- **Exercise aim**
Please collect every line in the rows below that contains the word "image", and copy each of those lines in full.

- **Exercise inputs**
◇ ◇ ◇ ◇ ◇

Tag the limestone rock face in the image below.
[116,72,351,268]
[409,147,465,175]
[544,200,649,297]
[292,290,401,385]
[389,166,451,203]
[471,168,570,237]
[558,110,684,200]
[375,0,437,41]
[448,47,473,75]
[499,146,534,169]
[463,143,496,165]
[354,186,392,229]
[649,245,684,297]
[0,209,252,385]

◇ ◇ ◇ ◇ ◇

- **Worked answer**
Tag the limestone rock face in the image below.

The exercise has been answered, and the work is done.